La Terrasse

"La culture est une résistance à la distraction" Pasolini

Théâtre - Critique

Andromaque

Andromaque - Critique sortie Théâtre
Photo : Pidz Astyanax (Sylvain Levitte), un jouet dans des mains adultes.

Publié le 10 novembre 2007

La mise en scène glacée et incandescente d’Andromaque par Declan Donnellan sait dérouler le fil tendu à l’extrême des passions humaines inconciliables. Vengeance et fureur à cran.

Oreste, ambassadeur des Grecs, vient auprès de Pyrrhus réclamer Astyanax, ultime descendant troyen. Hector mort, Pyrrhus tient captive sa veuve, Andromaque, qu’il ose aimer alors que sa promise Hermione ressent l’amertume du rejet qui l’accable. Une aubaine pour Oreste (Xavier Boiffier) amoureux d’Hermione : «  L’amour me fait chercher ici une inhumaine », dit-il à Pylade (Romain Cottard). Si Pyrrhus refusait de mettre à mort le fils d’Andromaque, il se placerait du côté ennemi et abandonnerait  Hermione aux bras d’Oreste. Cette intrigue passionnelle entre figures antiques – une chaîne galante d’amours non partagés qui enserrent la tragédie d’Andromaque de Racine – sur fond conflictuel du lourd passé de la Guerre de Troie, verserait facilement dans les raffinements surannés des sentiments confus du langage amoureux. Mais l’homme de théâtre Declan Donnellan a su stimuler l’énergie et l’ironie tragique qui mènent ses victimes sur les chemins de la fatalité. La tyrannie des cœurs fait en sorte que nul ne reconnaît l’autre. Oreste aime Hermione qui aime Pyrrhus qui aime Andromaque qui aime Hector… mort.

Les amoureux éconduits sont terrassés, fidèles à leur cœur.

☆ ☆ ☆ ☆ ☆ ☆ ☆

Liste des tâches:
• A. Pour chacune de ces affirmations, indiquez par oui ou par non si elle concorde avec la critique d'Andromaque, en citant mot pour mot le passage décisif : (i) Oreste est l'ambassadeur des Grecs ; (ii) Xavier Boiffier interprète Pylade ; (iii) la critique a été publiée en 2008.
• B. Poursuivez la critique d'Andromaque à la suite de sa dernière phrase.

Enregistrements extraits:
☆ ☆ ☆ ☆ ☆ ☆ ☆

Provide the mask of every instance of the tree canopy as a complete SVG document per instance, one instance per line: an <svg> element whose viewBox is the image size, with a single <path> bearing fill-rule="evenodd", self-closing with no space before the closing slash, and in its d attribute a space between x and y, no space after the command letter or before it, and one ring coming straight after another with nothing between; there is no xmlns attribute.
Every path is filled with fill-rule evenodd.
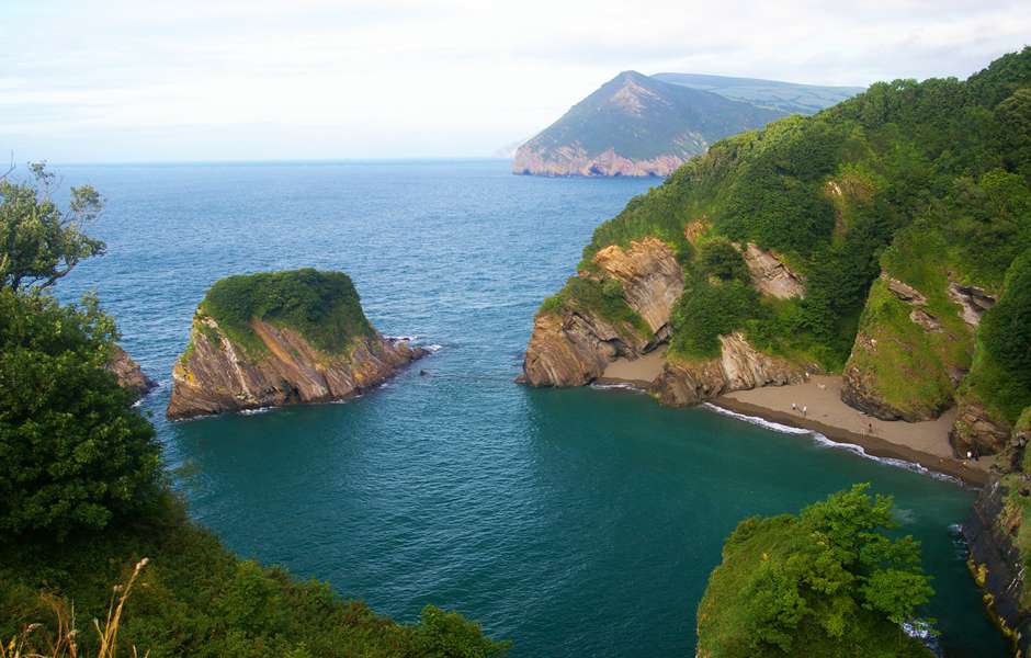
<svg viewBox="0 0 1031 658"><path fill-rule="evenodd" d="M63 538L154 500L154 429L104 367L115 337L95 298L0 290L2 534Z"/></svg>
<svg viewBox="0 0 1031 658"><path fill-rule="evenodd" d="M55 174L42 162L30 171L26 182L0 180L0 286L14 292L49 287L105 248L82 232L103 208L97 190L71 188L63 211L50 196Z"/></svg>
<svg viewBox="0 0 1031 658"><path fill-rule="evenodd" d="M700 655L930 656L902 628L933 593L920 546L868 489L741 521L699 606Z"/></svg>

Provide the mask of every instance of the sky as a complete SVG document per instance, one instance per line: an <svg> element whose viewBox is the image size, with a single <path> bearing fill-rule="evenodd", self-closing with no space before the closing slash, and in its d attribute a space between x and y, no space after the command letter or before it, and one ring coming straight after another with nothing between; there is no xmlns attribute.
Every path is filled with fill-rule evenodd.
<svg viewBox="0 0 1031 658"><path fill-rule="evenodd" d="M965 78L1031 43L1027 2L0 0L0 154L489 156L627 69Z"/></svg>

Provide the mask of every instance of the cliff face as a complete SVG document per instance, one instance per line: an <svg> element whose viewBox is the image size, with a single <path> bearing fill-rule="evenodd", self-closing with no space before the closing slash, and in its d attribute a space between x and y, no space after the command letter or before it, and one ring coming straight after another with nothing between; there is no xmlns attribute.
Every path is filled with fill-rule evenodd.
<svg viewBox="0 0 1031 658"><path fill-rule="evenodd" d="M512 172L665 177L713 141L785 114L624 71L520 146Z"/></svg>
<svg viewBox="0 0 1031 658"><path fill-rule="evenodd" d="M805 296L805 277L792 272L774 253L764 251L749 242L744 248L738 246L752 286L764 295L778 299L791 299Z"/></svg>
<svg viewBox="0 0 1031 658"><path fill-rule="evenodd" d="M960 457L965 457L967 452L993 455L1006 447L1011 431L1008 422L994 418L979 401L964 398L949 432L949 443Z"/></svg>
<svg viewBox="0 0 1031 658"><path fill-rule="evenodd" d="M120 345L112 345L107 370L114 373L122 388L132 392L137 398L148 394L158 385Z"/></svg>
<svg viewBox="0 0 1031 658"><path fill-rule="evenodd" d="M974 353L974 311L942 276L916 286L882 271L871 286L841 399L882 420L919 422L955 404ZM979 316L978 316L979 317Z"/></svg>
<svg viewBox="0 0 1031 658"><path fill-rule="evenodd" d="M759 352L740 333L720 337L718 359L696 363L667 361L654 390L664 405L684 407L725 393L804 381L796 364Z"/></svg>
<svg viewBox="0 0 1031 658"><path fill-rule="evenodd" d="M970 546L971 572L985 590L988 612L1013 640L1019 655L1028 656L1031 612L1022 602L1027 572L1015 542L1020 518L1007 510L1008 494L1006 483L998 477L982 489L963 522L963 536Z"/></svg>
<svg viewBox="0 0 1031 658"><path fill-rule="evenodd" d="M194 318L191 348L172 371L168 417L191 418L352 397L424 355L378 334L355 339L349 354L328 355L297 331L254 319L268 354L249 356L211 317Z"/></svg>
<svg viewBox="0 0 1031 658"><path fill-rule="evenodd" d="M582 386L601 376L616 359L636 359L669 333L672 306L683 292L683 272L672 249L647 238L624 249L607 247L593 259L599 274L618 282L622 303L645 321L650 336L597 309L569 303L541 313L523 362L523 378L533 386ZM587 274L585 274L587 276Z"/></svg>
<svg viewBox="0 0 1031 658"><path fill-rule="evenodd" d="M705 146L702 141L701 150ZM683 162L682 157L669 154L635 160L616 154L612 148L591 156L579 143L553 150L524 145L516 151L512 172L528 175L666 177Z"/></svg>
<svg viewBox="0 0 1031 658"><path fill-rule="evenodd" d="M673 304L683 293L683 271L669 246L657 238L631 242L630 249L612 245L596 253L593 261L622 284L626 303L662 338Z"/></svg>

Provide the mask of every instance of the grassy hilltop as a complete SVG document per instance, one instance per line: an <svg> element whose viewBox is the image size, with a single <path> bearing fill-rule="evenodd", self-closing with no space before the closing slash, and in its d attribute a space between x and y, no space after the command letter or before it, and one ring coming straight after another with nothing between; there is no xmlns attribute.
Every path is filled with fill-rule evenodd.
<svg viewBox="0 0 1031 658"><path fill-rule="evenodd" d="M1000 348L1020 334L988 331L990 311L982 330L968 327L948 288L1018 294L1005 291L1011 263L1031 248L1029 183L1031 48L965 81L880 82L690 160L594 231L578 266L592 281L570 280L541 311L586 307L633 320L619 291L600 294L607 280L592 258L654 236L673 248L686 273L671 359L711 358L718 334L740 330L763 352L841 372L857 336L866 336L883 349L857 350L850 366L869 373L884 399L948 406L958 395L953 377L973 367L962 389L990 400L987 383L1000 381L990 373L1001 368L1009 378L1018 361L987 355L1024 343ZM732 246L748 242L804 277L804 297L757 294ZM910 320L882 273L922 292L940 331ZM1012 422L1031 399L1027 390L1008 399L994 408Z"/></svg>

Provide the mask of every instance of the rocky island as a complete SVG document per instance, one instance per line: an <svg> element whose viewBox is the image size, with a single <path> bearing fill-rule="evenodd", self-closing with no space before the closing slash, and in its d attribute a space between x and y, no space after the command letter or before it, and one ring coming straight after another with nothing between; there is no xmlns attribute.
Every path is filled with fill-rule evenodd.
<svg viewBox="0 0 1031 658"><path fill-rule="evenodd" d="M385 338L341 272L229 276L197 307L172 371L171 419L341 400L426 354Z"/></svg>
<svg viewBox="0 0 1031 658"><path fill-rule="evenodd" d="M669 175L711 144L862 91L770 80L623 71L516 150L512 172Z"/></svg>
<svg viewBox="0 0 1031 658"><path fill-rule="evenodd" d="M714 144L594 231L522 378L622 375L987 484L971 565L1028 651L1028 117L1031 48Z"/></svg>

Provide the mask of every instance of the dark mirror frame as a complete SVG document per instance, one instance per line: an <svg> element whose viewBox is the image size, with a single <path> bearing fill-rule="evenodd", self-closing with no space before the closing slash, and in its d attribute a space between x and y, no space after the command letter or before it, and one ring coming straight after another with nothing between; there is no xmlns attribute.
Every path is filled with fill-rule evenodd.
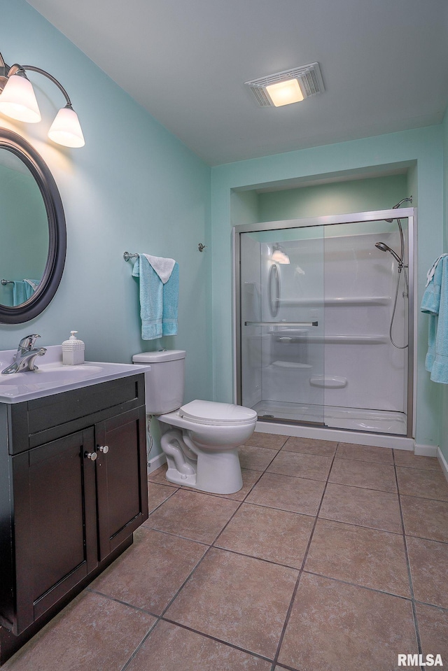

☆ ☆ ☆ ☆ ☆ ☆ ☆

Résultats:
• A.
(i) Oui : « Oreste, ambassadeur des Grecs, vient auprès de Pyrrhus réclamer Astyanax ».
(ii) Non : « dit-il à Pylade (Romain Cottard) ».
(iii) Non : « Publié le 10 novembre 2007 ».

• B.
Des lignes parallèles destinées à ne jamais se rencontrer, des jaloux habités par la fureur  et ses excès et qui n’imaginent pas que leur désir ne puisse être exaucé. Une fatalité de gestes qui tisse sans le savoir la toile du malheur, de la douleur et de la mort. Le jeune Astyanax est l’enjeu involontaire de ces adultes en déséquilibre, un objet manipulé que se déchirent de grands enfants en faillite d’autonomie et de responsabilité. Sourire aux lèvres, Sylvain Levitte, cherche à serrer fraternellement la main des grands qui l’entourent, à leur complaire pour son salut. Un enfant, abandonné à sa solitude et écartelé entre père et mère. La pudeur n’est plus au rendez-vous des corps à corps, les amoureux éconduits sont terrassés, fidèles à leur coeur. La violente Hermione en colère (Camille Japy) gifle Oreste et se jette sans réserve dans les bras de Pyrrhus (Christophe Grégoire) tandis que ce dernier préfère la posture du violeur d’Andromaque (Camille Cayol) qu’il voudrait bien soumettre. La pièce a la fulgurance esthétique et la pompe chic des mélos américains des années 40. Uniformes de la marine royale pour les hommes gominés, robes noires pour les femmes élégantes à l’ombre de noces chrétiennes carillonnantes. Des martyrs de l’amour tous magnifiques sans oublier les confidents Vincent de Bouard, Dominique Charpentier, Anne Rotger sur le plateau noir et moiré de Nick Ormerod avec ses sièges design.

Véronique Hotte


Andromaque
De Racine, mise en scène de Declan Donnellan, 20h30 du mardi au samedi, matinée du samedi 15h30, du 6 novembre au 8 décembre 2007 au Théâtre des Bouffes du Nord 37 bis, bd de La Chapelle 75010 Paris Tél :01 46 07 34 50 www.bouffesdunord.com
Spectacle vu au Théâtre du Nord (Lille)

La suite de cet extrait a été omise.